### TASK DETAILS
Reproduce without any change everything in the material below, from the line containing "to the yellow" down to the line containing "Target: wooden coffee table", including both of those lines.

########

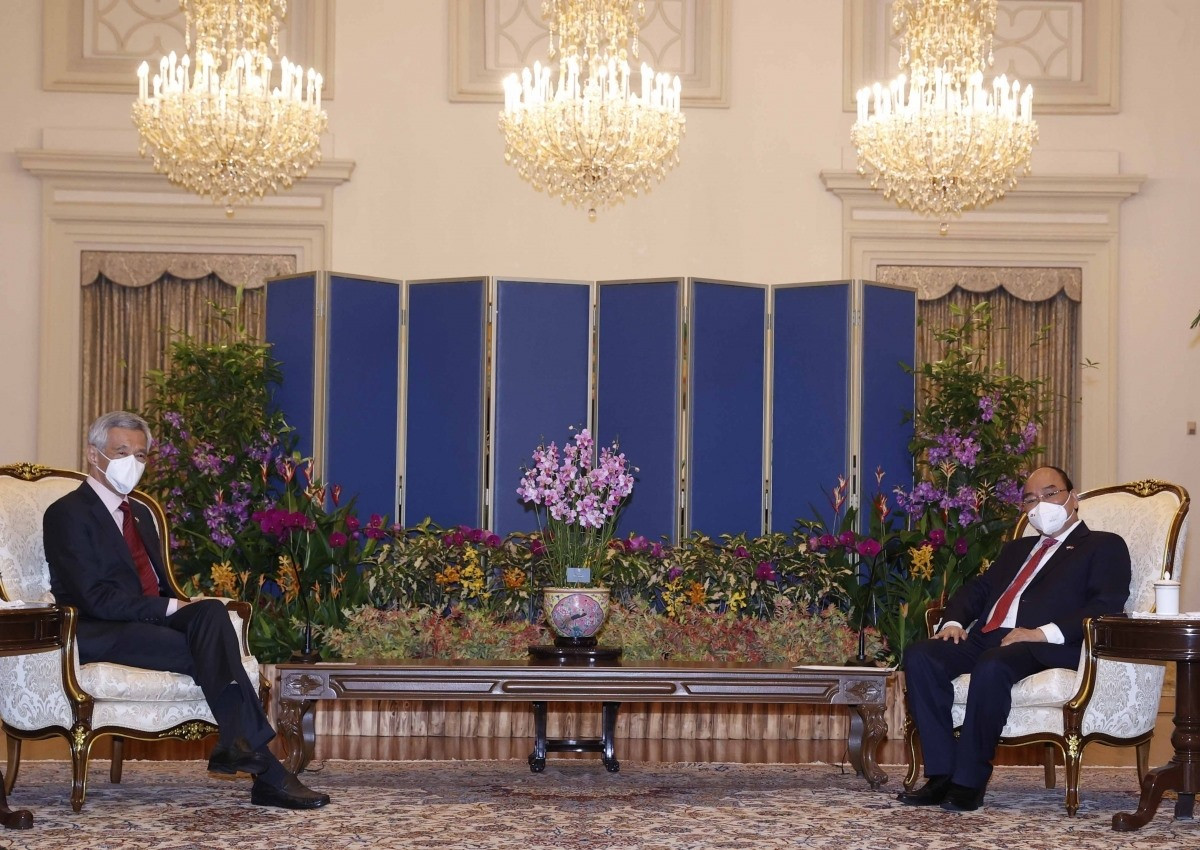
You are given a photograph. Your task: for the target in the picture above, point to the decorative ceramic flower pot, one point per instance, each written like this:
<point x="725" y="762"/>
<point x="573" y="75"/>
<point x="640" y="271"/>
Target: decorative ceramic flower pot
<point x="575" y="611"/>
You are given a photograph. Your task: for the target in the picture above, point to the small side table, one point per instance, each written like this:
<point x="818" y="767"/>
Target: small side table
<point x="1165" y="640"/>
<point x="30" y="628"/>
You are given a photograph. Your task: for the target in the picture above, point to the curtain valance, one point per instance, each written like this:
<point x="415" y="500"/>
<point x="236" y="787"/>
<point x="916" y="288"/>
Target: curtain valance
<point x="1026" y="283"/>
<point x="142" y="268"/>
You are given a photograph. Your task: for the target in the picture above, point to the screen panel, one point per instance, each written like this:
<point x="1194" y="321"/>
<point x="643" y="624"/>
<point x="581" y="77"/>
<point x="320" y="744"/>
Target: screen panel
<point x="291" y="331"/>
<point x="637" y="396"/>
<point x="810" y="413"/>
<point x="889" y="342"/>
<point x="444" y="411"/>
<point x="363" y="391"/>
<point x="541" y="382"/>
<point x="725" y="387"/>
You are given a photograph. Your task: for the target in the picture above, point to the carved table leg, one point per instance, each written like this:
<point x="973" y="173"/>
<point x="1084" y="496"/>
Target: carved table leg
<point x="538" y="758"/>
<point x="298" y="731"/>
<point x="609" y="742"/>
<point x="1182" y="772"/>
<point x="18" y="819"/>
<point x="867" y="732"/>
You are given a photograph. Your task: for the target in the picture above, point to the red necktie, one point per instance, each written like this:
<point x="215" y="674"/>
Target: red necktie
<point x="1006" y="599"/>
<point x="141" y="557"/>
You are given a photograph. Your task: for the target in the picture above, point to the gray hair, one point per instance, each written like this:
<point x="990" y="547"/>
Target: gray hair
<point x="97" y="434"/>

########

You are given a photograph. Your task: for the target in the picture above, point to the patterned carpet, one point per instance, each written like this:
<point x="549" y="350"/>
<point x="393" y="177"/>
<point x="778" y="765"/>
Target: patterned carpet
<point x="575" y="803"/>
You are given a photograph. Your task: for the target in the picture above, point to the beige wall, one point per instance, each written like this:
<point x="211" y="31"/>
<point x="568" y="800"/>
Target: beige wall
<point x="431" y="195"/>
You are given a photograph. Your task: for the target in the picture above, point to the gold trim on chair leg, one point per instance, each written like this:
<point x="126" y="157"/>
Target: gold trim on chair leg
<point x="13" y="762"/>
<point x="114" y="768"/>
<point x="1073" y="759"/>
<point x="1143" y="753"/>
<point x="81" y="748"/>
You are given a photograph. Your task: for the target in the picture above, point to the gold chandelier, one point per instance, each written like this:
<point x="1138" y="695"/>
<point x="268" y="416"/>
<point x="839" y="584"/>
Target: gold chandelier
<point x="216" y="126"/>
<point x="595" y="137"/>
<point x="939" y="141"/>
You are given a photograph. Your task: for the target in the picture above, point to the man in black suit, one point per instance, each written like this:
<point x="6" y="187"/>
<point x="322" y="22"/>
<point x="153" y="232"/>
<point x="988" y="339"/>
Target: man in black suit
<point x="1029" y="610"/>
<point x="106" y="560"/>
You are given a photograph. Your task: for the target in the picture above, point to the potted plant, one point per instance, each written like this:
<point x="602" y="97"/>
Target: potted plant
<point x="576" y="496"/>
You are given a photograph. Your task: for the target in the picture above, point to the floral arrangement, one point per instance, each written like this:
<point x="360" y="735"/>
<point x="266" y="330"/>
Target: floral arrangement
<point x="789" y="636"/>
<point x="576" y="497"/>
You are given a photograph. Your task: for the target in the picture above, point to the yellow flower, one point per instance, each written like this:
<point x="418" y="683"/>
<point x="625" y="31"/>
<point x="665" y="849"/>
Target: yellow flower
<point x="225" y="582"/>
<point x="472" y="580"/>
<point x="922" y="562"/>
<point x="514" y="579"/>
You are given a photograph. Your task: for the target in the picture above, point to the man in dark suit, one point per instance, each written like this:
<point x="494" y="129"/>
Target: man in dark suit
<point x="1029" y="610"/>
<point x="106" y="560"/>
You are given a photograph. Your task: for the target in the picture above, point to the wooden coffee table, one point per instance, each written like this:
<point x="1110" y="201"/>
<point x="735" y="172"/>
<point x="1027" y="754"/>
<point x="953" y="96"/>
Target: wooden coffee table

########

### EXERCISE RESPONSE
You are given a photograph. Your task: for the target in the picture above, point to the yellow flower, one point per instance, each written like this:
<point x="418" y="683"/>
<point x="625" y="31"/>
<point x="665" y="849"/>
Target: yellow flower
<point x="225" y="582"/>
<point x="472" y="580"/>
<point x="922" y="562"/>
<point x="514" y="579"/>
You are given a photograph. Your task: for the target in the picture above, point to the man in dark suit, one point per instance, each written like this:
<point x="494" y="129"/>
Target: man in dark suit
<point x="1029" y="610"/>
<point x="106" y="560"/>
You are given a photograph. Your task: for the target in the picture above, point to the wooden coffee table, one point per instance, each written like this:
<point x="1110" y="201"/>
<point x="735" y="172"/>
<point x="1027" y="754"/>
<point x="953" y="96"/>
Target: wooden coffee table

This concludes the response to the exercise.